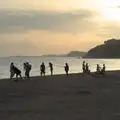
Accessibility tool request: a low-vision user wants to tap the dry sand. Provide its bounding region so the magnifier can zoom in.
[0,71,120,120]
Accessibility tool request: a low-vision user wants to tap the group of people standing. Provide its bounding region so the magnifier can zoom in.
[40,62,69,76]
[10,61,106,79]
[82,61,106,75]
[40,62,53,76]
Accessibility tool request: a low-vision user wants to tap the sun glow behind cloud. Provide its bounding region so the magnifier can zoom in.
[0,0,120,55]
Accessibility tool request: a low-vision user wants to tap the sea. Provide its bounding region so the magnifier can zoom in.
[0,56,120,79]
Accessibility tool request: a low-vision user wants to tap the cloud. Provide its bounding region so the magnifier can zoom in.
[97,22,120,39]
[0,10,97,33]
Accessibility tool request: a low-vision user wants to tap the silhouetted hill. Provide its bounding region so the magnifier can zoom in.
[84,39,120,58]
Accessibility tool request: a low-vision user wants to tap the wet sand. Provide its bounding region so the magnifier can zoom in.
[0,71,120,120]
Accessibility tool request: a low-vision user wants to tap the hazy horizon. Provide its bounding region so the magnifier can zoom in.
[0,0,120,57]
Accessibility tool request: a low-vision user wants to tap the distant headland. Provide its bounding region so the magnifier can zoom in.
[84,39,120,58]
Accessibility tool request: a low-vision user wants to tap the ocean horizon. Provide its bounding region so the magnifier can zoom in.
[0,56,120,79]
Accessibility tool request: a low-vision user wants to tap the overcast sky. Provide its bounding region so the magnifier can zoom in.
[0,0,120,56]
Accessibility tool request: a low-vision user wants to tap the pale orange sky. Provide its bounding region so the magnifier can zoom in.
[0,0,120,56]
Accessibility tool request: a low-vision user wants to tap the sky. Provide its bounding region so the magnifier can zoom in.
[0,0,120,56]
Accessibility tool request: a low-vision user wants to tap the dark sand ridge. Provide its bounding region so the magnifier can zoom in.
[0,71,120,120]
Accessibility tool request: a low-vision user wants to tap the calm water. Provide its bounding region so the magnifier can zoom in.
[0,57,120,79]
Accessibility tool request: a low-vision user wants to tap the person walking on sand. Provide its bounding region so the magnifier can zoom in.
[82,61,86,75]
[13,66,22,80]
[40,63,45,76]
[100,64,106,75]
[96,64,101,74]
[85,63,90,74]
[64,63,69,76]
[26,62,32,78]
[23,63,27,78]
[10,62,15,80]
[49,62,53,75]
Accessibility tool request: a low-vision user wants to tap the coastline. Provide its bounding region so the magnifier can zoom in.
[0,71,120,120]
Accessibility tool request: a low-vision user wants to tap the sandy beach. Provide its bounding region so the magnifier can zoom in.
[0,71,120,120]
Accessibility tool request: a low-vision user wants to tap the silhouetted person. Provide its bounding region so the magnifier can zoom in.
[82,61,86,74]
[13,66,22,79]
[96,64,101,74]
[26,62,32,78]
[64,63,69,76]
[85,63,90,74]
[49,62,53,75]
[40,63,45,76]
[23,63,27,78]
[100,64,106,75]
[10,62,15,80]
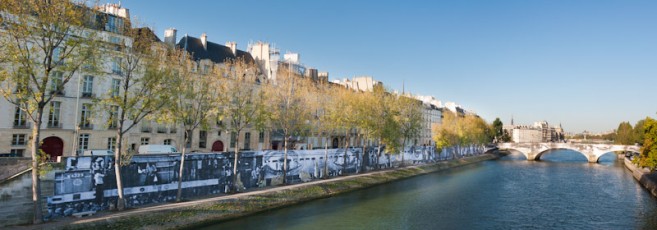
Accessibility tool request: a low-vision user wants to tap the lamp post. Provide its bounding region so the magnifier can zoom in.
[71,75,82,157]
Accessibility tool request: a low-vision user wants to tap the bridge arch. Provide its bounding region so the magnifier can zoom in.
[534,147,589,161]
[499,148,529,160]
[497,142,640,163]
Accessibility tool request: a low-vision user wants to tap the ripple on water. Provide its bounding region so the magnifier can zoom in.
[208,150,657,230]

Task requirements: Reproduce every line of the data from the line containing "tap the coastline." through the end of the data, text lines included, and adjust each bounding-box coordinate by -121. Omit the picture markers.

Complete output:
Accessibility tool request: a low-vision user wants to tap the coastline. Provide its bounding region so the magnifier can zoom in.
[-121,-50,-1,-1]
Accessibility tool request: a low-vision user wants to tap the sandy beach. Provide its bounding region so the magnifier can zoom in.
[-121,-50,-1,-1]
Accessibility tool request: a low-vision user wants to tap the silhouetted person. Provide its bounding region so the magnifier can zoom in.
[-39,-60,-35,-47]
[-108,-55,-99,-42]
[-25,-57,-20,-47]
[-95,-59,-89,-43]
[-57,-58,-52,-45]
[-36,-58,-31,-47]
[-72,-59,-68,-46]
[-81,-58,-76,-45]
[-98,-58,-94,-43]
[-21,-57,-15,-46]
[-111,-59,-106,-41]
Accessibility tool request: a low-vision user wants to tap the lamp post. Provide its bounding region so the magnifier can zoom in.
[-50,-46,-39,36]
Accessibility tool request: a low-vision user wants to tap the bridge arch. Provide its bounding region so the magnifier can zoom in.
[413,26,468,40]
[378,27,408,39]
[376,21,519,42]
Accessibility tool request: a low-vision user wants to tap the ripple on water. Provide its bounding region so the magnifier can zoom in.
[87,29,536,109]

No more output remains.